■ Source text:
[start]

Legislated or not, the only rule in trucking is “expect change”

by Jim Bray

Whether you’re a fleet owner or a driver, the hand of government is never far away and it can almost seem as if it’s interested only in making your lives more difficult.

The last decade, for example, saw more stringent rules piled on, whether via engine regulations, pollution control mandates, hours of service or whatever. And with new taxes proposed or appearing in various jurisdictions, it appears there’s no end in sight.

According to Stephen Laskowski, senior vice president of the Canadian Trucking Alliance “Change is a permanent feature on the legislative landscape, in that (safety and environmental) rules and requirements are going to get more challenging for carriers to comply with. The status quo is not the future and it’s only going to get tighter.”

In other words, the future belongs to the flexible.

[end]

■ Written task 1:
Translate the trucking article's sentence "In other words, the future belongs to the flexible." into Spanish.

■ Material for this task:
[start]

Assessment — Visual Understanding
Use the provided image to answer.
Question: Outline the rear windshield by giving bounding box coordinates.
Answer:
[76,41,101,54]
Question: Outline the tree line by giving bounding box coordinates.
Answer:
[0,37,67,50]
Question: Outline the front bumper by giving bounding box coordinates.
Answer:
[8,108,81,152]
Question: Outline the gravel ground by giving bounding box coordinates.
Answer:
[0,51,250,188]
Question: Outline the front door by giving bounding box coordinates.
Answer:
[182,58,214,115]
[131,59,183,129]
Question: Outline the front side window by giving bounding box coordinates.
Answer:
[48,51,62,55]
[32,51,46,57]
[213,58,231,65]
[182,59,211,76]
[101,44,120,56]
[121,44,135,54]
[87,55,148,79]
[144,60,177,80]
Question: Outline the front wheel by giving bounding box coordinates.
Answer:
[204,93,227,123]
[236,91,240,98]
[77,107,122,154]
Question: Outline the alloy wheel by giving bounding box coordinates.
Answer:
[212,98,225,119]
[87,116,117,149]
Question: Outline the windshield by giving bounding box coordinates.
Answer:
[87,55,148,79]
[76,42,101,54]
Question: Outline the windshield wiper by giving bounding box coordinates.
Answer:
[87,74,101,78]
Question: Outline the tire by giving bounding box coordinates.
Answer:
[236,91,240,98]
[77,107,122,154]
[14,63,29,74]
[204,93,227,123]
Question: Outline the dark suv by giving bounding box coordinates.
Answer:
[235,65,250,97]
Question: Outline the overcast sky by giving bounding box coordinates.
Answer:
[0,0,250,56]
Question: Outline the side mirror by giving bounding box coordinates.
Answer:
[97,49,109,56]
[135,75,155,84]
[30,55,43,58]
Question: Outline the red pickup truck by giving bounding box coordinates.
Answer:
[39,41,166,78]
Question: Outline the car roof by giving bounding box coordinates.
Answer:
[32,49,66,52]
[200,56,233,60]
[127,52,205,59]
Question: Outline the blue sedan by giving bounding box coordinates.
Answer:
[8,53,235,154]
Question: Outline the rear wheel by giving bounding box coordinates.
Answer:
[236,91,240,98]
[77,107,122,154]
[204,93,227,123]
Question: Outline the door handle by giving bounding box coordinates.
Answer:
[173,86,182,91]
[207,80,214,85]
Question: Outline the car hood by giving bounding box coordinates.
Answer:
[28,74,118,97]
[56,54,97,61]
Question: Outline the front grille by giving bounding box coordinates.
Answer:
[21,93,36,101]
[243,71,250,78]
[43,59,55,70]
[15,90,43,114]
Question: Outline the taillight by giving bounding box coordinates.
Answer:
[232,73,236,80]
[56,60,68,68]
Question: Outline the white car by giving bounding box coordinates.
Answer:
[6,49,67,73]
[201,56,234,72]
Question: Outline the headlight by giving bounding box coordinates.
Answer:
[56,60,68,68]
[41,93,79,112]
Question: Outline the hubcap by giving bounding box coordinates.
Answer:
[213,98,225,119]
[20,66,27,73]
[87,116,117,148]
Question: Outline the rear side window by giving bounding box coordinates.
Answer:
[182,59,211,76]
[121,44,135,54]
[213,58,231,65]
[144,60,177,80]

[end]

■ Written task 2:
Rewrite the rows starting at the row that contains "Question: Outline the overcast" and ending at the last row, replacing "bounding box coordinates" with "box coordinates" and leaving everything else unchanged.

■ Output 1:
En otras palabras, el futuro pertenece a los flexibles.

■ Output 2:
Question: Outline the overcast sky by giving box coordinates.
Answer:
[0,0,250,56]
Question: Outline the side mirror by giving box coordinates.
Answer:
[97,49,109,56]
[135,75,155,84]
[30,55,43,58]
Question: Outline the red pickup truck by giving box coordinates.
Answer:
[39,41,166,78]
Question: Outline the car roof by giving box coordinates.
Answer:
[32,49,66,52]
[200,56,233,60]
[127,52,205,59]
Question: Outline the blue sedan by giving box coordinates.
Answer:
[8,53,235,154]
Question: Outline the rear wheel by giving box coordinates.
Answer:
[236,91,240,98]
[77,107,122,154]
[204,93,227,123]
Question: Outline the door handle by giving box coordinates.
Answer:
[173,86,182,91]
[207,80,214,85]
Question: Outline the car hood by giving box coordinates.
Answer:
[28,74,118,97]
[56,54,97,61]
Question: Outline the front grille by giving box coordinates.
Answer:
[21,93,36,101]
[243,71,250,78]
[43,59,55,70]
[15,90,43,114]
Question: Outline the taillight by giving box coordinates.
Answer:
[232,73,236,80]
[56,60,68,68]
Question: Outline the white car by giving box coordinates.
Answer:
[6,49,67,73]
[201,56,234,72]
Question: Outline the headlight by giving box coordinates.
Answer:
[56,60,68,68]
[41,93,79,112]
Question: Outline the hubcap by giving box coordinates.
Answer:
[213,98,225,119]
[20,66,27,73]
[87,116,117,148]
Question: Outline the rear side window by giving box coordinates.
Answer:
[182,59,211,76]
[121,44,135,54]
[213,58,231,65]
[144,60,177,80]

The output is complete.